◆ CONSIGNE ◆
Reprenez le texte sur la guerre en Tchétchénie et poursuivez-le à partir de sa dernière phrase.

◆ TEXTE ◆
----------

Tchétchénie: contre la sale guerre, solidarité citoyenne

Tchétchénie

Contre la guerre: solidarité citoyenne


La prise d’otages réalisée en plein Moscou par un commando tchétchène révèle le désespoir d’une population martyre, victime de la sale guerre menée par la Russie.



«Nous avons prouvé qu’il est impossible de mettre la Russie à genoux» a déclaré Poutine suite à l’assaut contre les preneurs d’otages tchétchènes. Les dégâts collatéraux: 119 morts parmi les otages, tous dus au gaz ou à l’action des fusils des forces spéciales plus l’exécution des 50 preneurs d’otages. Poutine a considéré que les risques encourus par les malheureux otages étaient peu de chose et que l’essentiel était de profiter de l’occasion pour réaffirmer sa volonté de gagner la guerre en Tchétchénie.



Poutine a conclu son intervention télévisée de samedi soir en affirmant que les terroristes «n’ont pas d’avenir. Alors que nous, oui!». Le destin de Poutine est ainsi désormais lié consubstantiellement à la guerre en Tchétchénie. Arrivé au pouvoir pour «buter» les Tchétchènes, il ne peut le garder qu’en montrant sa force. Lundi, les militaires russes en Ingouchie ont fait le siège des camps de réfugiés. On redoute des exactions en tous genres dans le Caucase. Poutine les a justifiées samedi: les Tchétchènes sont des «ordures armées».

Un commando du désepoir


L’action du commando était folle. La population de Moscou n’est pas responsable de la guerre en Tchétchénie. La stratégie du commando a révélé une incapacité à trouver des moyens de désolidariser la population russe de son pouvoir. La résistance tchétchène est divisée. Le président Maskhadov, qui avait interdit tout acte militaire contre les Russes en dehors du territoire tchétchène, la contrôle mal.

----------

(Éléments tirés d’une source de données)
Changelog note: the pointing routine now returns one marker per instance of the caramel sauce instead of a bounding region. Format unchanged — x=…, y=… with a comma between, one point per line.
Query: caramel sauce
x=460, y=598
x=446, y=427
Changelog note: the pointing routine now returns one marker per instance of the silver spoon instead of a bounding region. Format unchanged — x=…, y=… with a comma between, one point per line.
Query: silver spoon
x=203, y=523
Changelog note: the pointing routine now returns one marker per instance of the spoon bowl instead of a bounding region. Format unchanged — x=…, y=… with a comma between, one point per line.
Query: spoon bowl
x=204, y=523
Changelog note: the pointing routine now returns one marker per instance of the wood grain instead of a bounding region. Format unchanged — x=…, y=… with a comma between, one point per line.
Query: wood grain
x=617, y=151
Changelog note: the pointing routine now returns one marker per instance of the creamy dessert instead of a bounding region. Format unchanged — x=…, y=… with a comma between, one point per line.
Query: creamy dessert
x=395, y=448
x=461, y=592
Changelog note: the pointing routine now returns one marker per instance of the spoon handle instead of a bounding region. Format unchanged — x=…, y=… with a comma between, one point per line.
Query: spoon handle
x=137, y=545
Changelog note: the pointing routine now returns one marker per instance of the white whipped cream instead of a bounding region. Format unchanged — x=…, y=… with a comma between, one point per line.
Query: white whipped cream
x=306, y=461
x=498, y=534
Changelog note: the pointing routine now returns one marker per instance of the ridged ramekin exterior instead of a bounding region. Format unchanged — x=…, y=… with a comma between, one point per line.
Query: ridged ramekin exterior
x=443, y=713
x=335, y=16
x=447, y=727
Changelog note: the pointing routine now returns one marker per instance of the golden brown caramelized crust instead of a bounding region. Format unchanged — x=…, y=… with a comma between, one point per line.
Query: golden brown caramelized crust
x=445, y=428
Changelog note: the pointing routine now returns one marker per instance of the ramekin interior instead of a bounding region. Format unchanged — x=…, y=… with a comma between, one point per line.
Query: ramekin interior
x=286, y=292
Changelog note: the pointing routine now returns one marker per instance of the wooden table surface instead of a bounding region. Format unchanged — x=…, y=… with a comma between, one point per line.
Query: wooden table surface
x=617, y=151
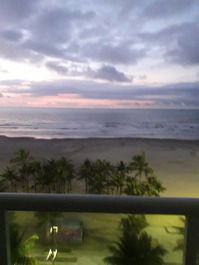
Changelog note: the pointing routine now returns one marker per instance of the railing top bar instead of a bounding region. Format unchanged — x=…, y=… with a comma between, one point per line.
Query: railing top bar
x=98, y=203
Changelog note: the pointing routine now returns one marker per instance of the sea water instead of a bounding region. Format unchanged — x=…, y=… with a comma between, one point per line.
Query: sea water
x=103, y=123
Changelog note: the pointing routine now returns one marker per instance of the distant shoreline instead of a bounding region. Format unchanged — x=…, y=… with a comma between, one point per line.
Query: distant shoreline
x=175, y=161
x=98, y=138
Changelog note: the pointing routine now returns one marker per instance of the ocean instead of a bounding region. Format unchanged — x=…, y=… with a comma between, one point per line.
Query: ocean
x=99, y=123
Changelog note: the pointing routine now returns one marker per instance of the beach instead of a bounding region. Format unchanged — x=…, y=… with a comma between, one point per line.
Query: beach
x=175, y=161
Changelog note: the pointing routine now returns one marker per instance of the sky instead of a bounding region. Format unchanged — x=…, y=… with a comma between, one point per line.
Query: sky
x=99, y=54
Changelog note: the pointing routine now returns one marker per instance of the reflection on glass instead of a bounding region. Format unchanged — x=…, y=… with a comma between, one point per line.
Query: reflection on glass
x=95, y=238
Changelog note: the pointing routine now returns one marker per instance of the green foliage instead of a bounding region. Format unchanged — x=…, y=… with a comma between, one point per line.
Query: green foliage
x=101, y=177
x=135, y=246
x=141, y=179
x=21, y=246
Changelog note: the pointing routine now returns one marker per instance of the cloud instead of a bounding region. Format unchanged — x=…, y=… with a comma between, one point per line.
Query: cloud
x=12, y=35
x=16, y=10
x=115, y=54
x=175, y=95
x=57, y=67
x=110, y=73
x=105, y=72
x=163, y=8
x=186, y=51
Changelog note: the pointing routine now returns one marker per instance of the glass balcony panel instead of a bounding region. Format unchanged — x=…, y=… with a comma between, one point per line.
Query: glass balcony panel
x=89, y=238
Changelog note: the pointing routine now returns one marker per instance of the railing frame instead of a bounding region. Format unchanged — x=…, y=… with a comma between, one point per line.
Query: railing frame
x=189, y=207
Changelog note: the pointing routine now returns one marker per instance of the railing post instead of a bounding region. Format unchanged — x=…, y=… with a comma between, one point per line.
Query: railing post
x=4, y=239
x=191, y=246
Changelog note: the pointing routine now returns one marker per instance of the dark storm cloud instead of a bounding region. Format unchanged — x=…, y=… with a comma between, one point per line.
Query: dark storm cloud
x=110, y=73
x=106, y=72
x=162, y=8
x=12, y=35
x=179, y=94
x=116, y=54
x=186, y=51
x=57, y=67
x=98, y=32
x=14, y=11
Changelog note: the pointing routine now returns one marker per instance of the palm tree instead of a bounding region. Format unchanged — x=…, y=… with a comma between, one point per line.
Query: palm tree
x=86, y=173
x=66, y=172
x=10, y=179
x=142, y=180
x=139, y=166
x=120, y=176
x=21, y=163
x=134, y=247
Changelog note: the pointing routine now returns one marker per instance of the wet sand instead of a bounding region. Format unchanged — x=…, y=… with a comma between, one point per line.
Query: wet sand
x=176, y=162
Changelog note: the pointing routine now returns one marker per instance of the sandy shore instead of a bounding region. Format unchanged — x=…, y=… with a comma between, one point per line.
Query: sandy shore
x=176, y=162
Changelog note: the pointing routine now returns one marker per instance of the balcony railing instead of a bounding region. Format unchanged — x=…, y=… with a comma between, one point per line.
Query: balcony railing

----------

◆ RÉPONSE ◆
Cette action révèle le désespoir tchétchène. Isolé, ce peuple ne reçoit plus de soutien extérieur que de pays islamistes. Il vient d’être lâché par la Géorgie. L’arrivée, en mai dernier, de 200 instructeurs militaires étatsuniens en Géorgie avait pour but de former l’armée géorgienne à la lutte contre les terroristes qui se cacheraient parmi les réfugiés tchétchènes dans la vallée du Pankisi. Les travaux pratiques ont commencé en septembre et la Géorgie envisage désormais d’extrader plusieurs réfugiés tchétchènes vers la Russie. Les services secrets étatsuniens utiliseraient des satellites pour localiser Maskhadov, qui se cache avec les combattants dans les montagnes du Caucase et livreraient les renseignements aux Russes. Bush tente-t-il, une nouvelle fois, d’obtenir un soutien russe à la guerre en Irak contre son soutien à la guerre en Tchétchénie?



Dans ces conditions, Maskhadov est de plus en plus dépendant de ceux qui ont de l’argent au sein de la résistance: des wahhabites financés par l’argent saoudien.

Pas d’issue militaire


Malgré son issue tragique, l’action du commando a montré que la résistance tchétchène est loin d’être vaincue. Le pouvoir russe cache la situation dans le Caucase. Mais il n’y pas d’issue militaire à ce conflit. Ni du côté russe, ni du côté tchétchène. Seule une solution politique peut permettre à la région de retrouver la paix. Elle suppose un cessez-le-feu, un retrait des troupes russes et la reconnaissance du droit des Tchétchènes à décider de leur destin.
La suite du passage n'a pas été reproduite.